*Records supplied*.
-----

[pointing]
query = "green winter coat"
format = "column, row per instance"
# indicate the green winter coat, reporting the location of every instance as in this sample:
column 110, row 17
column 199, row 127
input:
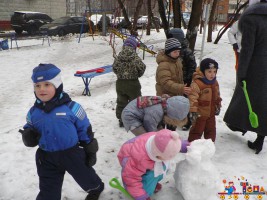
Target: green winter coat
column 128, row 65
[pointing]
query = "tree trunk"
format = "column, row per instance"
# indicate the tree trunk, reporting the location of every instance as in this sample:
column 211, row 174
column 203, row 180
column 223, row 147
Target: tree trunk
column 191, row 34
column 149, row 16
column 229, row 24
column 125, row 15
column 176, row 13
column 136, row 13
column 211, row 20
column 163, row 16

-----

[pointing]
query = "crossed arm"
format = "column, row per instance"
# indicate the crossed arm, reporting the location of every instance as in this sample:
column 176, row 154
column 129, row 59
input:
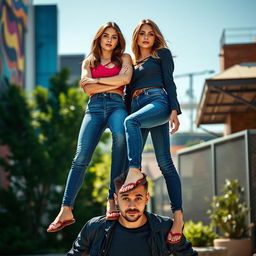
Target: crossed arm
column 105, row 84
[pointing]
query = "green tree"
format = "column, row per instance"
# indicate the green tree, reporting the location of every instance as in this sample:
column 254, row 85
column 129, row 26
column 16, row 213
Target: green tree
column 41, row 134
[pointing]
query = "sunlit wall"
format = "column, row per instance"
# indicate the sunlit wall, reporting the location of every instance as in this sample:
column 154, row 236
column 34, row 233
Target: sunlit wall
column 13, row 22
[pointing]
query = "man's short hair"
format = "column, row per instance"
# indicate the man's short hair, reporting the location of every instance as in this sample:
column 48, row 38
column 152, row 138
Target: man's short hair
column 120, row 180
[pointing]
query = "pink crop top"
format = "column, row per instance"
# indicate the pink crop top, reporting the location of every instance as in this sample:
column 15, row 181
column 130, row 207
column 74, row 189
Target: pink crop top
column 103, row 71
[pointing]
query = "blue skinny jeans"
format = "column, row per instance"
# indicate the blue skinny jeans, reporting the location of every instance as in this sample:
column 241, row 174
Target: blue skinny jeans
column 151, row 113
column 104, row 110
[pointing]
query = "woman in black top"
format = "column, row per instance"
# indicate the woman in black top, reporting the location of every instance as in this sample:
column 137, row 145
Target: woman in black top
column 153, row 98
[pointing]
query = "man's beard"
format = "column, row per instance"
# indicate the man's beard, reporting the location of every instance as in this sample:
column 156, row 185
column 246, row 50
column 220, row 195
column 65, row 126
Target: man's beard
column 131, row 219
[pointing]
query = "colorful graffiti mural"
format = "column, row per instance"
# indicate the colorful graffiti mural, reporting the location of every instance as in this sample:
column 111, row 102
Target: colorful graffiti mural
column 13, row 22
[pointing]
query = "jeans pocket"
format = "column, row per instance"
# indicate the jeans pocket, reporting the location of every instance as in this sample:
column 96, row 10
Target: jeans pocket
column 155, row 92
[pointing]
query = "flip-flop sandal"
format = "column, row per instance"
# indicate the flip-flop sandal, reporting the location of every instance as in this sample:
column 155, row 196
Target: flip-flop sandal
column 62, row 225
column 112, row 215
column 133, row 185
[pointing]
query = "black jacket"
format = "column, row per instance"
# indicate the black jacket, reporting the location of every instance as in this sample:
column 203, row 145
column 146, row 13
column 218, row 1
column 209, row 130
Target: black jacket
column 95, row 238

-----

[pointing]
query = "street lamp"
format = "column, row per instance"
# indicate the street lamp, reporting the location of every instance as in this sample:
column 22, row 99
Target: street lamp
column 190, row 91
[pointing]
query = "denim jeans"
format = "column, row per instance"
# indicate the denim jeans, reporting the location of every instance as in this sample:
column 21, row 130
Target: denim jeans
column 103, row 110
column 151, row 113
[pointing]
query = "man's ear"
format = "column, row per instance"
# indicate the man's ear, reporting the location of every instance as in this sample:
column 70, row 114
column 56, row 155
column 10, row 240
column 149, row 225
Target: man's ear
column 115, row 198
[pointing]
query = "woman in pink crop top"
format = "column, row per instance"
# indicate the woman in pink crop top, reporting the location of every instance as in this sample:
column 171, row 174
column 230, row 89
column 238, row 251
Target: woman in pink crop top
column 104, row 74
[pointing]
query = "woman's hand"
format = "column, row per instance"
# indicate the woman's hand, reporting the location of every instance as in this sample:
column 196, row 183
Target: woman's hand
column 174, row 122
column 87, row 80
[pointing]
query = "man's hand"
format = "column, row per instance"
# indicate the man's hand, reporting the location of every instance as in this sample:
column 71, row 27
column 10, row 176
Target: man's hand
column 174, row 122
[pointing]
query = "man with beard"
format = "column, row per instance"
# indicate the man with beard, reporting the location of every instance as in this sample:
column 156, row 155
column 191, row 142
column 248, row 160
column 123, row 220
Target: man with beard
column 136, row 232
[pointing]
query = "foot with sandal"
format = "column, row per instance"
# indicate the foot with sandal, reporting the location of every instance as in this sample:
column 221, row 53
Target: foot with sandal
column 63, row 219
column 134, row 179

-----

*Exercise directions*.
Copy back the listing above exactly, but only from the line with "column 238, row 251" through the line with "# indicate the man with", both ends included.

*Solved exercise*.
column 238, row 251
Target: woman in pink crop top
column 104, row 74
[pointing]
query = "woman's hand"
format = "column, row per instance"
# indicate the woman's hand, reporting the location of every instance as in this sample:
column 196, row 183
Target: woman's hand
column 174, row 122
column 87, row 80
[pointing]
query = "man's hand"
format = "column, row per instance"
# indicate the man's hand, reporting the location of every instance as in this sample:
column 71, row 27
column 10, row 176
Target: man's hand
column 174, row 122
[pointing]
query = "man with beard"
format = "column, row per instance"
# indicate the man with beard, reporting the location of every instance as in this sample:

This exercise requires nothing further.